**İstenenler:**
1) Mondros Mütarekesi metnine göre şu soruları cevaplayın:
(a) Mütareke nerede olacaktır?
(b) Türk heyetinin başında kim vardır?
(c) Dayatılan şartlardan ilkine göre tersanelerle ilgili ne yapılacaktır?
2) Mondros Mütarekesi metninde "30 Ekim 1918 tarihi" ile başlayan paragrafta adı geçen bütün ülkeleri sıralayın.

**Metin Pasajı:**
━━━━━━━━━━━━━━━━━━━━

Paylaş
30 Ekim 1918 tarihi, kaderin cilvesi diyebiliriz. Birinci Dünya Savaşı’nın seyri olduğunu söylememiz daha rasyoneldir; bu tarihten tam 4 yıl evvel Rusya ile resmen savaş ilan ederek harp eden devletler arasına girmemizden sonra bu sefer teslim bayrağı çektik ve mütarekeye başvurmak zorunda kaldık. Avusturya-Macaristan, Bulgaristan gibi ağır müttefikler bizden evvel çekilmişlerdi. Almanya ise bir müddet sonra çekilecektir. Mütareke Limni Adası’nın Mondros Limanı’nda olacaktır.
Türk heyetinin başında Bahriye Nazırlığı’na gelen Rauf Bey, İngiliz heyetinin başında Sir Somerset Arthur Gouch Calthorpe vardır. Şartlar malum devletlere İtilaf Devletleri tarafından empoze edildiği gibi ağırdır.
DEVLET-İ ÂLİYYE’YE DAYATILAN AĞIR ŞARTLAR
1. Bütün tersaneler teslim edilecek, donanmalar da bu tersanelerle birlikte bağlantı altına alınacaktır.

━━━━━━━━━━━━━━━━━━━━

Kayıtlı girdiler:
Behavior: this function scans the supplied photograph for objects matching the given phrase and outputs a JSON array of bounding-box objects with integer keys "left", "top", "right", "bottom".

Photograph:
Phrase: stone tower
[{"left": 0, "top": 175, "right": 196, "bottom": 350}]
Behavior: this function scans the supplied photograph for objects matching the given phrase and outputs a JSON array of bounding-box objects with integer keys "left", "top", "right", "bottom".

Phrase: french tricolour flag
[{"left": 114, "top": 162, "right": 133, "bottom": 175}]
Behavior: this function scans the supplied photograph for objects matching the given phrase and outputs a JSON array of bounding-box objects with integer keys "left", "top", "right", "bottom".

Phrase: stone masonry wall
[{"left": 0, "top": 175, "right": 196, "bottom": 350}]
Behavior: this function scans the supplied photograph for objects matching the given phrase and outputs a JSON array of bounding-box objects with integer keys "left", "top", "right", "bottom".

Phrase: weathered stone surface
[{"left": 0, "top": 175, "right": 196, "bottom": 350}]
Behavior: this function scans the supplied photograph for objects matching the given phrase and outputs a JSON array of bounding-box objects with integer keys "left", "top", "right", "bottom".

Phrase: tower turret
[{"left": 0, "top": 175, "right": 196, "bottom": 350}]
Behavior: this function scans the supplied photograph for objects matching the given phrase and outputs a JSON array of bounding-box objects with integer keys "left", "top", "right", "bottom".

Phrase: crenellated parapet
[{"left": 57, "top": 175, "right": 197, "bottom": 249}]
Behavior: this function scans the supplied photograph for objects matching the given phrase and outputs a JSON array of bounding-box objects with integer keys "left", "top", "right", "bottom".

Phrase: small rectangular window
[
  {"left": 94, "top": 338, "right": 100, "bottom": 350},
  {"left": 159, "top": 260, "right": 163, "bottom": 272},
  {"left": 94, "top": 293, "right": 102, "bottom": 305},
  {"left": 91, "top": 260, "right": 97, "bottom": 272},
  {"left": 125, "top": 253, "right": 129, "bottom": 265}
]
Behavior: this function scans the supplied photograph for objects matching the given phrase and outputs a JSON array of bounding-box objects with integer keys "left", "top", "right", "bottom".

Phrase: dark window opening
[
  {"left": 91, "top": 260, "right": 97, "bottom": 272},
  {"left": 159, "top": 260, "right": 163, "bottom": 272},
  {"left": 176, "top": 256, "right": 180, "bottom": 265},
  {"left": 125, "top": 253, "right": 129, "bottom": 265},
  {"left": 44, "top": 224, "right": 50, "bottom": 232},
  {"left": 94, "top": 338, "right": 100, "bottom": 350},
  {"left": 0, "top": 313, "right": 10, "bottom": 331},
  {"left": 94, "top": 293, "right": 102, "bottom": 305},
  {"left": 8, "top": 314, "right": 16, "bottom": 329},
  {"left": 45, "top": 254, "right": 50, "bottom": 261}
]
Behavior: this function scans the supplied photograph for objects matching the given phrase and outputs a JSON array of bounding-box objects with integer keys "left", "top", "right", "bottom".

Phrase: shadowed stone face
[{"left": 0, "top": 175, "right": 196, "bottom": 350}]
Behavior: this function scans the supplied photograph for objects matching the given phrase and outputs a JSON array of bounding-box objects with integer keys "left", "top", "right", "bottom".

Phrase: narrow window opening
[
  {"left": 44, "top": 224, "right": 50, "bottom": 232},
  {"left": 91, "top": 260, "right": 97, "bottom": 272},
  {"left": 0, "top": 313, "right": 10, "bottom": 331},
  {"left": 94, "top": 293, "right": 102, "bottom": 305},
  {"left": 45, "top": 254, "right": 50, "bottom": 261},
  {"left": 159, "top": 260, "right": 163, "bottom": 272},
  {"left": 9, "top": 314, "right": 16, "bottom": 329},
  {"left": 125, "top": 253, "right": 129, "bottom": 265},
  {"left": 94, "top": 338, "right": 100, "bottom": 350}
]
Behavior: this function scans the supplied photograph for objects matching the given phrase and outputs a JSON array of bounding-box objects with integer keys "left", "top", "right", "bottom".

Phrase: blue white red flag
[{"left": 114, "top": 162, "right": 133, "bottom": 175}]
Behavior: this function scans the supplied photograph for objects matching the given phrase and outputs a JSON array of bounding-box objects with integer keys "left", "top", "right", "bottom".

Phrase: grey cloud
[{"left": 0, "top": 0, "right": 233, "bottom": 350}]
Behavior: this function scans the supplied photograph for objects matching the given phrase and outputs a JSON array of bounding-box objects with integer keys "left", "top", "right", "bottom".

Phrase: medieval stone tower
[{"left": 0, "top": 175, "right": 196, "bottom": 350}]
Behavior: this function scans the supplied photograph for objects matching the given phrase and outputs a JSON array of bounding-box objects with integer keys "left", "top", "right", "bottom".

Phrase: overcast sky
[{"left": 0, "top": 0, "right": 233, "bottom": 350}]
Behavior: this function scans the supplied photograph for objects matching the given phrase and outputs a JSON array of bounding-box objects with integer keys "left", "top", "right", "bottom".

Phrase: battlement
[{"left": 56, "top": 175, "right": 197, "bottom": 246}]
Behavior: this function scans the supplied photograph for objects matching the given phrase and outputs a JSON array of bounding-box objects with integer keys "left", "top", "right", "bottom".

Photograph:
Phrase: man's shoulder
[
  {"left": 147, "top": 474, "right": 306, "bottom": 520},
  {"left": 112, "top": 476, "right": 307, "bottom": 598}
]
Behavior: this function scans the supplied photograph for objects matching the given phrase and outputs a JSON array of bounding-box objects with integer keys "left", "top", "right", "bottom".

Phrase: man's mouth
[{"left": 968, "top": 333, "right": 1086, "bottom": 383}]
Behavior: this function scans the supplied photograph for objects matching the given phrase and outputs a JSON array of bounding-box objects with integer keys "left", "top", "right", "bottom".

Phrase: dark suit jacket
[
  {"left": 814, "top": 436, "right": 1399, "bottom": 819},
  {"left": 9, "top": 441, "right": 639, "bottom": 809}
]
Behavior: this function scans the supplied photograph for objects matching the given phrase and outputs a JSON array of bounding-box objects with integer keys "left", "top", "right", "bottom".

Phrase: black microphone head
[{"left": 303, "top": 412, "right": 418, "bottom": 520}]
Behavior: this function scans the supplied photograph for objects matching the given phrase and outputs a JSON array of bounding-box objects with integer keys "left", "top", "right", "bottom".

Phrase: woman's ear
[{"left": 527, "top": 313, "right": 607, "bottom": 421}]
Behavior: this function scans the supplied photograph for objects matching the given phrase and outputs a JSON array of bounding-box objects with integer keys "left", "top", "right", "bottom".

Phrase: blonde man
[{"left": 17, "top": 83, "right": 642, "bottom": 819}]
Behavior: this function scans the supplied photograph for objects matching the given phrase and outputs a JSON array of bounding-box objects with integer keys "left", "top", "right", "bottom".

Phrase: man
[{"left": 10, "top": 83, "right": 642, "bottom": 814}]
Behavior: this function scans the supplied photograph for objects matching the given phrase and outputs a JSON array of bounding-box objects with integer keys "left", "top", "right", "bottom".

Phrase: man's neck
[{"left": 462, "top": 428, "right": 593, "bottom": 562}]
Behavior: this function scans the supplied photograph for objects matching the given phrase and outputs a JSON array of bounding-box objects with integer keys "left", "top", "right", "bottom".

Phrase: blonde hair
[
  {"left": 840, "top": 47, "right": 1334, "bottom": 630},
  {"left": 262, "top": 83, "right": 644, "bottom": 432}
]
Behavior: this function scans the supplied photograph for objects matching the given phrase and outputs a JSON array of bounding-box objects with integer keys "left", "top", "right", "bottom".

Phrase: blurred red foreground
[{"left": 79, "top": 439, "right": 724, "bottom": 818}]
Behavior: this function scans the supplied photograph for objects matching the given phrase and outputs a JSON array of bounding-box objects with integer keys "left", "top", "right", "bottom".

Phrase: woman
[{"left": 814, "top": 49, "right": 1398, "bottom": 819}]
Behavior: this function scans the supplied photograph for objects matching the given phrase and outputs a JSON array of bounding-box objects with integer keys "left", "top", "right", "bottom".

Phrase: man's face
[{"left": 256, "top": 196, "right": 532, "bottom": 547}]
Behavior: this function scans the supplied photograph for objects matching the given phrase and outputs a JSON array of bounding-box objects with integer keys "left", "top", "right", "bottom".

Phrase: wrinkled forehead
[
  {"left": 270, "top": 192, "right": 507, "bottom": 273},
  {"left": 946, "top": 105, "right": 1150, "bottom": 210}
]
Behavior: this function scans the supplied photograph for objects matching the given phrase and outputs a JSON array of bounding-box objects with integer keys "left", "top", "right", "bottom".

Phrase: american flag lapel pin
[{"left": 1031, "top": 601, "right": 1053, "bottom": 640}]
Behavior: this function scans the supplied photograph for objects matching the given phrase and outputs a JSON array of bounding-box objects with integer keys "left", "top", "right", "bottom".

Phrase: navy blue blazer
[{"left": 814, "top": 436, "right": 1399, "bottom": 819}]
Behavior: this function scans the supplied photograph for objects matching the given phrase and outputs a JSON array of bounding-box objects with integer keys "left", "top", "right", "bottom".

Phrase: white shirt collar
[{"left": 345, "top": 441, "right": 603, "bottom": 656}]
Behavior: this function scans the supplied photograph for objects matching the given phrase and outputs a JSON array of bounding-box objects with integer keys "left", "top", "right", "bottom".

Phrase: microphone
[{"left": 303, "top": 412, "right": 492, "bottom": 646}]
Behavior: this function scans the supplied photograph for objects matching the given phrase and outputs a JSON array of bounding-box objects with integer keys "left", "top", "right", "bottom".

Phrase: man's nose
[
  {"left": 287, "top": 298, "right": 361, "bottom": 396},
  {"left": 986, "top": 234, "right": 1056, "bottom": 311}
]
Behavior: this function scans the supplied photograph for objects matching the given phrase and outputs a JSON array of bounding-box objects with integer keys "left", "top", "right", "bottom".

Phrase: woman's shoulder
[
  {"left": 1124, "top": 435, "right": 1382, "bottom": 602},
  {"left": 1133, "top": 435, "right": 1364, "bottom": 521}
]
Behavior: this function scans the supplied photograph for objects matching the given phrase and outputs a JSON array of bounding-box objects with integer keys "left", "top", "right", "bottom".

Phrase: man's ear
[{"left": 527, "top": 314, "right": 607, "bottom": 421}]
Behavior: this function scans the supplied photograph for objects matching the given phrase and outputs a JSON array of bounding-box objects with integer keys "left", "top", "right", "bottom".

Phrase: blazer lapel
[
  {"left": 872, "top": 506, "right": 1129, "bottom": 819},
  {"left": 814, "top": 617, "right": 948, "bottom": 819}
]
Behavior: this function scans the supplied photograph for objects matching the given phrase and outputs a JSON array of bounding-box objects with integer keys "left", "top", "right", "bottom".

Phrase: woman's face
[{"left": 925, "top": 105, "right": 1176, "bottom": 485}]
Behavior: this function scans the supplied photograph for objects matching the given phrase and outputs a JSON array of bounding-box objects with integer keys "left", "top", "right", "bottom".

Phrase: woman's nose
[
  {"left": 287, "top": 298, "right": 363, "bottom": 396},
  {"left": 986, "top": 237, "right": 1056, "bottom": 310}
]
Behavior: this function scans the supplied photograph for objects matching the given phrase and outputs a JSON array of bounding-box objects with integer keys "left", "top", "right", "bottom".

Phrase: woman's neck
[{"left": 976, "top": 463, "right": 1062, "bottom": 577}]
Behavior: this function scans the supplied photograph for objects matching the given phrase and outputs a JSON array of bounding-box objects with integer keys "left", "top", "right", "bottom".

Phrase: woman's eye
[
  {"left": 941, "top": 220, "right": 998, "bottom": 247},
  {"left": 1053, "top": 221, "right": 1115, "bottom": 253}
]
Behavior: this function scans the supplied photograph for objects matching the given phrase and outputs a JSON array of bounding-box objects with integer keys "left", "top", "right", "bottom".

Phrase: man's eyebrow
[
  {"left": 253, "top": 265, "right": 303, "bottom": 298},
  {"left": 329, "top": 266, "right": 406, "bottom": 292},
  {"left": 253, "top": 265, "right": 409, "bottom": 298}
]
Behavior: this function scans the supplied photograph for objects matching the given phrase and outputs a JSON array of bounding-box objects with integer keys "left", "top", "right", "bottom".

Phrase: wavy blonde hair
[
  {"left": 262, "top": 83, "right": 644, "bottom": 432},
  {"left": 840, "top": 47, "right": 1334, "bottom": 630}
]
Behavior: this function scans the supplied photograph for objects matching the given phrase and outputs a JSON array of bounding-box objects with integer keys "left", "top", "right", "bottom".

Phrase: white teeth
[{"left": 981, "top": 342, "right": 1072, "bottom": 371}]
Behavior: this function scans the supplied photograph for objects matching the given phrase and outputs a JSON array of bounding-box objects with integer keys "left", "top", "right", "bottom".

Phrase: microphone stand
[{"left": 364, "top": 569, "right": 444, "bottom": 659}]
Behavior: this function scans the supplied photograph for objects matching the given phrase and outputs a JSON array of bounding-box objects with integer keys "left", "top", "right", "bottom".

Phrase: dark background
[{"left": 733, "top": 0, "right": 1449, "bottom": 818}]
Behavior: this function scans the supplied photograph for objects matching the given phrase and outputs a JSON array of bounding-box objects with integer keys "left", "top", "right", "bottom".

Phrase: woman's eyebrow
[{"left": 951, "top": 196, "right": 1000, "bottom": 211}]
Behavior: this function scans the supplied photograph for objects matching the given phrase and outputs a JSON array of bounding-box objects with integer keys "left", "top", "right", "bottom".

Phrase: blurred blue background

━━━━━━━━━━━━━━━━━━━━

**Cevap Listesi:**
1)
(a) Limni Adası'nın Mondros Limanı'nda.
(b) Bahriye Nazırlığı'na gelen Rauf Bey.
(c) Bütün tersaneler teslim edilecek, donanmalar da bu tersanelerle birlikte bağlantı altına alınacaktır.

2) Rusya, Avusturya-Macaristan, Bulgaristan, Almanya